> _PROMPT_: Without skipping any entry, transcribe the data word for word.
──────── RECORDS FOR THE EXERCISE
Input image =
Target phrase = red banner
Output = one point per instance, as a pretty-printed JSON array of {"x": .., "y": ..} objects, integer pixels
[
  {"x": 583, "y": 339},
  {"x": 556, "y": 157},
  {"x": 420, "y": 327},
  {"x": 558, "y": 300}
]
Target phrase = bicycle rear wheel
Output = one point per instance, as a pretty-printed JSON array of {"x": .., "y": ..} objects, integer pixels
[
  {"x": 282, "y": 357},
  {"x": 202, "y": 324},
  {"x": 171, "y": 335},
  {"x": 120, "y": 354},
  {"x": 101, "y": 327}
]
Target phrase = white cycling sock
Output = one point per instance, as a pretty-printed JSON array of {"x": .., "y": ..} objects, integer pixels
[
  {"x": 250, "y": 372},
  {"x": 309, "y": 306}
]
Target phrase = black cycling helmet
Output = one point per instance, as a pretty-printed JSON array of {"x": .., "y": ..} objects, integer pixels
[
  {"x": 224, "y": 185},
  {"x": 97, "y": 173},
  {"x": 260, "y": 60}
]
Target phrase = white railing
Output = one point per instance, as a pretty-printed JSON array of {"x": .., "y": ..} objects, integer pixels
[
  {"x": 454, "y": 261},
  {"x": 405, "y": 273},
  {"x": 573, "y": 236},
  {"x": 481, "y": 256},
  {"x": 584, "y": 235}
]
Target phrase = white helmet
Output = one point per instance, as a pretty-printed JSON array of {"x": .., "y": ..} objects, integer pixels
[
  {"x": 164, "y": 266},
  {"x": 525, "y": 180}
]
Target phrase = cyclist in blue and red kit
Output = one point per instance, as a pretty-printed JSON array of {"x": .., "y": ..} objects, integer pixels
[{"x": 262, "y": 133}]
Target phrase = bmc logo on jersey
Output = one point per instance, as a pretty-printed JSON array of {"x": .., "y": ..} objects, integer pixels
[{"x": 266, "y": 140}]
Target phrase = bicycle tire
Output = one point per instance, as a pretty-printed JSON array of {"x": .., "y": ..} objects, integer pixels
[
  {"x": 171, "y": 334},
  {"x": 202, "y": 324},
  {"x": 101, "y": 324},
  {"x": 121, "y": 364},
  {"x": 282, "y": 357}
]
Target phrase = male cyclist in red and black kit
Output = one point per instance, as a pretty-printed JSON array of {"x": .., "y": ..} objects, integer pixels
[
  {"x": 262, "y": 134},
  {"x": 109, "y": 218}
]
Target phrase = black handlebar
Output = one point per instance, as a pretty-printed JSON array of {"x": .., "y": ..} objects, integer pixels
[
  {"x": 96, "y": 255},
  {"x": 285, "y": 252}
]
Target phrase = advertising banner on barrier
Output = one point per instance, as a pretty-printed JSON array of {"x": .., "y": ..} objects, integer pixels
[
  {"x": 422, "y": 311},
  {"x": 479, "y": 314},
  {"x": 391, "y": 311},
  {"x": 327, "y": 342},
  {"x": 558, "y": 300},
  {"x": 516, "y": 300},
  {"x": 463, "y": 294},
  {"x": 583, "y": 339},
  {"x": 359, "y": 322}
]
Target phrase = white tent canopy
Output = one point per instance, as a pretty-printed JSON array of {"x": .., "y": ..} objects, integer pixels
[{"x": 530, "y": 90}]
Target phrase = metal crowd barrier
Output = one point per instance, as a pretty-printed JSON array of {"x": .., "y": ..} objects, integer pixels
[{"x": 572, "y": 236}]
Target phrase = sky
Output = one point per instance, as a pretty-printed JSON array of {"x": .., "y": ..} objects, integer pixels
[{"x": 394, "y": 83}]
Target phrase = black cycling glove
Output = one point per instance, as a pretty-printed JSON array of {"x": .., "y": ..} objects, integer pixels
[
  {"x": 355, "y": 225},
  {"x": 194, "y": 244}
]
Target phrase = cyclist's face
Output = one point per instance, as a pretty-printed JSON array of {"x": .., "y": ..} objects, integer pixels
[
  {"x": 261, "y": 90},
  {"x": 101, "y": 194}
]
────────────────
> _WRITTEN RESPONSE_:
Input image =
Target phrase = red banner
Output = one point per instance, as a pretty-printed JSON array of {"x": .., "y": ..} objects, integer pixels
[
  {"x": 583, "y": 339},
  {"x": 556, "y": 157},
  {"x": 420, "y": 327},
  {"x": 558, "y": 300}
]
Target phrase = bicycle rear wheel
Output = one point per instance, as a pretty-printed JSON array of {"x": .., "y": ..} objects, integer pixels
[
  {"x": 282, "y": 357},
  {"x": 202, "y": 324},
  {"x": 171, "y": 335},
  {"x": 120, "y": 354},
  {"x": 101, "y": 327}
]
Target phrase = white cycling sock
Output = one point per instance, as a pretty-printed JSON array of {"x": .., "y": ..} objects, integer pixels
[
  {"x": 250, "y": 372},
  {"x": 309, "y": 306}
]
Target phrase = black cycling helmet
Output = one point per instance, as a pretty-printed JSON array of {"x": .., "y": ..} objects, integer pixels
[
  {"x": 224, "y": 185},
  {"x": 97, "y": 173},
  {"x": 260, "y": 60}
]
Target phrase = white railing
Output = one point per instance, as a pretty-printed JSON array of {"x": .., "y": ..} objects, integer pixels
[
  {"x": 454, "y": 261},
  {"x": 405, "y": 273},
  {"x": 573, "y": 236},
  {"x": 481, "y": 256},
  {"x": 584, "y": 235}
]
Target phrase = white helmet
Output = one point per instance, as a pretty-printed JSON array of {"x": .., "y": ..} objects, integer pixels
[
  {"x": 164, "y": 266},
  {"x": 525, "y": 180}
]
Target phrase = cyclist in blue and red kit
Output = one point per instance, as a pretty-printed JSON array of {"x": .., "y": ..} objects, integer pixels
[{"x": 262, "y": 133}]
Target phrase = bmc logo on jersey
Output = one point per instance, as a pretty-printed JSON array of {"x": .., "y": ..} objects, integer pixels
[{"x": 266, "y": 140}]
Target phrase = bicycle tire
Output = one point per instance, as a pretty-printed JSON array of {"x": .., "y": ..} objects, integer pixels
[
  {"x": 171, "y": 334},
  {"x": 202, "y": 324},
  {"x": 101, "y": 324},
  {"x": 121, "y": 364},
  {"x": 282, "y": 357}
]
Target phrase = male cyclist in red and black kit
Output = one point per instance, as a pretty-printed JSON array of {"x": .., "y": ..} objects, integer pixels
[
  {"x": 262, "y": 134},
  {"x": 109, "y": 218}
]
Target phrase = black handlebar
Output = one point per instance, as a pretty-printed JSON array of {"x": .., "y": ..} objects, integer pixels
[
  {"x": 96, "y": 255},
  {"x": 285, "y": 252}
]
Target phrase = advertising banner on barrier
Output = one point per instance, as a pretty-printed JSON array of {"x": .., "y": ..} objects, integer pixels
[
  {"x": 422, "y": 311},
  {"x": 479, "y": 314},
  {"x": 391, "y": 311},
  {"x": 327, "y": 342},
  {"x": 558, "y": 300},
  {"x": 516, "y": 300},
  {"x": 463, "y": 294},
  {"x": 583, "y": 339},
  {"x": 359, "y": 322}
]
Target phrase = white tent canopy
Output = one point per instance, as a pretty-printed JSON array of {"x": .., "y": ..} objects, integer pixels
[{"x": 530, "y": 90}]
Target phrase = metal crowd barrier
Output = one point per instance, as a pretty-printed JSON array of {"x": .., "y": ..} objects, integer pixels
[{"x": 572, "y": 236}]
Target phrase = sky
Output = one point per instance, as a pretty-printed JSON array of {"x": .., "y": ..} objects, integer pixels
[{"x": 394, "y": 83}]
Target phrase = black cycling glove
Output = one point per instance, as a pretty-printed JSON array of {"x": .., "y": ..} objects, integer pixels
[
  {"x": 355, "y": 225},
  {"x": 194, "y": 244}
]
Target phrase = cyclist's face
Output = one point per instance, as a pretty-printed JSON array of {"x": .., "y": ..} objects, integer pixels
[
  {"x": 261, "y": 90},
  {"x": 101, "y": 194}
]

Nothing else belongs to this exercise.